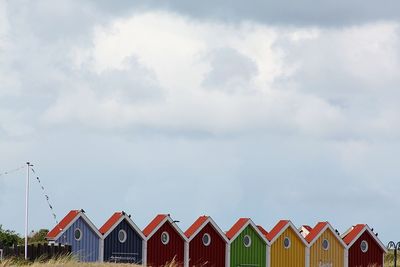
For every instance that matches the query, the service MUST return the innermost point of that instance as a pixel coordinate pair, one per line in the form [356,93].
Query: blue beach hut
[122,241]
[76,230]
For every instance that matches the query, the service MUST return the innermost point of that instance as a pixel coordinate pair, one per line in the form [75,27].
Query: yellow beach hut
[326,248]
[288,246]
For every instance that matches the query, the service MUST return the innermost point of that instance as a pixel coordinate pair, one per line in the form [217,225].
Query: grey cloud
[303,12]
[230,71]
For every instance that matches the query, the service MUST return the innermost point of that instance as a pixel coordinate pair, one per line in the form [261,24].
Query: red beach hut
[364,247]
[208,245]
[165,242]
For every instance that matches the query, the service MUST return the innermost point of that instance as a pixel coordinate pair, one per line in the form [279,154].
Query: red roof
[278,227]
[315,231]
[262,230]
[236,227]
[110,222]
[62,224]
[308,228]
[153,224]
[195,226]
[350,236]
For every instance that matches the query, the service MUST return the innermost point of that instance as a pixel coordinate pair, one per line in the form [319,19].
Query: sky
[262,109]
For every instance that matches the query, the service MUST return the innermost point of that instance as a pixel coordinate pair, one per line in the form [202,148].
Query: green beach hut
[248,246]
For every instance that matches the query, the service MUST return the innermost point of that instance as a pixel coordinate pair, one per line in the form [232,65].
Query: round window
[286,242]
[122,236]
[78,234]
[164,238]
[247,241]
[325,244]
[206,240]
[364,246]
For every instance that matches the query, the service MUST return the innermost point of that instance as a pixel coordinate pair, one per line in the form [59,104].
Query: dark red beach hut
[208,245]
[165,242]
[364,247]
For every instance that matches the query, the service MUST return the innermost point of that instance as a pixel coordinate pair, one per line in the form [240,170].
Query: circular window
[247,241]
[206,240]
[78,234]
[164,238]
[122,236]
[325,244]
[286,242]
[364,246]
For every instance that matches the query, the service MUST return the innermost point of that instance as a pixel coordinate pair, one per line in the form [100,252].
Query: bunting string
[46,196]
[12,171]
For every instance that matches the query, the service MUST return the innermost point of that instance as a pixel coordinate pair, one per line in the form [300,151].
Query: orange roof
[236,227]
[278,227]
[262,230]
[195,226]
[110,222]
[153,224]
[315,231]
[353,233]
[62,224]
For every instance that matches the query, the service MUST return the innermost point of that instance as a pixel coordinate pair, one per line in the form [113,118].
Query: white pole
[28,165]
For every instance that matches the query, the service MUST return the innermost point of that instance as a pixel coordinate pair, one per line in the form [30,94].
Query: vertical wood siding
[87,248]
[159,254]
[373,257]
[333,257]
[131,249]
[294,256]
[210,256]
[253,256]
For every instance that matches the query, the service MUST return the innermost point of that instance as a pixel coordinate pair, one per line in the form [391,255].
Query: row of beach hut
[205,244]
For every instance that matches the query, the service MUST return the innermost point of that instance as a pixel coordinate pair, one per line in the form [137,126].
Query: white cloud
[147,100]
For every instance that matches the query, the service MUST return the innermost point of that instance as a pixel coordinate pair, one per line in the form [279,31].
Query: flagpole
[28,165]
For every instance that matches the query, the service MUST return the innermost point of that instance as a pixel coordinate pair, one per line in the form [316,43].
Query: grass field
[70,262]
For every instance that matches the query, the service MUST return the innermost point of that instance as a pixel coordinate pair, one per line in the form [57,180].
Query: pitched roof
[195,226]
[315,231]
[153,224]
[262,230]
[353,233]
[63,223]
[307,227]
[236,227]
[110,222]
[277,229]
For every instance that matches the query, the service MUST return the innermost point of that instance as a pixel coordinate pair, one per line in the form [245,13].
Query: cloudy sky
[269,110]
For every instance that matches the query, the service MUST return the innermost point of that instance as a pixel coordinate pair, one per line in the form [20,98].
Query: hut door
[325,264]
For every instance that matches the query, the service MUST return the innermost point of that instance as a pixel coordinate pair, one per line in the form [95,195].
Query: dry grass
[68,261]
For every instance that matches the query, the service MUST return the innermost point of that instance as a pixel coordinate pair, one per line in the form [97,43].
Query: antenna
[28,165]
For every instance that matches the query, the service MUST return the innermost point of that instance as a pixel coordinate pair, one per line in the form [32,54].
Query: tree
[9,238]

§ THE EXERCISE
Restate the entire listing word for word, excluding pictures.

§ ANSWER
For every instance that matches the query, the service MUST return the innermost point of that instance as a pixel coordinate pair, one per line in the form [356,93].
Query: blue beach hut
[122,241]
[76,230]
For every instance that matches the query, the service MUST return the innermost point of that instance as a pixel coordinate pair, one per line in the form [75,27].
Query: yellow beach hut
[326,248]
[288,246]
For every instance that matches the query, the service MUST return the innermost point of that instance as a pixel coordinate pair, one per line in the form [217,225].
Query: grey cloud
[303,12]
[230,71]
For every instance that matches the query, the service MUST return the innermost point of that instance as a pixel coordinate pair, one per line in the form [261,24].
Query: red beach hut
[364,247]
[208,245]
[165,242]
For every instance that matches the query, the service MUST return the innermost point of that instance as a pixel coordinate pair, one per line in the form [279,154].
Query: red roof
[278,227]
[315,231]
[262,230]
[236,227]
[110,222]
[62,224]
[308,228]
[153,224]
[195,226]
[350,236]
For every instance that matches the query, the service MUST return the innermost point of that instance as a pixel coordinate pair, one per line in the form [319,19].
Query: sky
[262,109]
For every instance that matches the query, the service MUST return the innermost point of that instance as a pixel coordinate pair, one per line in the form [202,148].
Query: green beach hut
[248,246]
For every instance that matches the query, the service MUST return the innermost point of that instance as a pixel coordinate pair, one per line in the form [232,65].
Query: round window
[286,242]
[122,236]
[78,234]
[164,238]
[247,241]
[325,244]
[206,240]
[364,246]
For every instance that matches the query, the service MUST return the innermost point of that instance as a pixel coordinate pair, one per line in the form [59,104].
Query: dark red beach hut
[208,245]
[165,242]
[364,247]
For every instance that matches the query, the service MUST return the innermost point of that instance as a pixel coordinate pair, one per line in the form [240,170].
Query: circular window
[247,241]
[206,240]
[78,234]
[164,238]
[122,236]
[325,244]
[286,242]
[364,246]
For every instance that matches the query, the service MUST return the innermost point of that instance as a pixel coordinate pair, one per line in the form [100,252].
Query: bunting string
[46,196]
[12,171]
For every instance that matches the query, the service MUST return the innermost point of that instance as a pixel coordinate pair, one per line in the form [300,151].
Query: orange roof
[236,227]
[278,227]
[262,230]
[195,226]
[110,222]
[153,224]
[315,231]
[353,233]
[62,224]
For every instance that matches the query, the service MUST return the innermost point of that instance as a pixel coordinate pair, one per line in the form [113,118].
Query: white pole
[28,165]
For every instance that matches the query, the service MUST return the innermost point of that instance as a pixel coordinate pair, one per line in the form [30,94].
Query: vertical wood siding
[87,248]
[159,254]
[373,257]
[333,257]
[131,249]
[294,256]
[210,256]
[253,256]
For every instance that matches the query, the service MUST return the innermost point of that instance as a pixel coordinate pair, one per line in the form [391,255].
Query: row of beach hut
[205,244]
For every instance that matches the query, the service MUST return the innermost point of that instance as a pixel coordinate pair, one per line in the form [137,126].
Query: white cloud
[147,100]
For every instance that matches the query, the service MUST return the innermost point of that instance as a pixel coordinate pair, one per line in the form [279,31].
Query: flagpole
[28,165]
For every instance that matches the query, the service MUST return the innermost point of that instance as a pixel coordinate pair, one per line in the form [316,43].
Query: grass field
[70,262]
For every instance that matches the query, the service MUST return the innermost point of that instance as a pixel coordinate pair, one per line in the form [57,180].
Query: pitched roof
[195,226]
[315,231]
[153,224]
[262,230]
[353,233]
[63,223]
[307,227]
[236,227]
[110,222]
[277,229]
For every instance that matches the query, the service MUST return the innermost point of that instance as a pixel coordinate pair, one per line in the form [245,13].
Query: cloudy sky
[269,110]
For every instance that matches the query, the service MUST return the innermost point of that instance as a pixel coordinate pair, one per line in the form [20,98].
Query: hut door
[325,264]
For every instance that matches the query, the service MUST return the innermost point of that instance as a pixel coordinate pair, one per line in the form [95,195].
Query: dry grass
[68,261]
For every instance that matches the query, the service MUST return the innermost point of that instance as a pixel coordinate pair, one per line in the form [97,43].
Query: antenna
[28,165]
For every instance that matches the query, the service MUST return the innermost point of that instance as a pixel coordinate pair, one per line in the form [32,54].
Query: tree
[9,238]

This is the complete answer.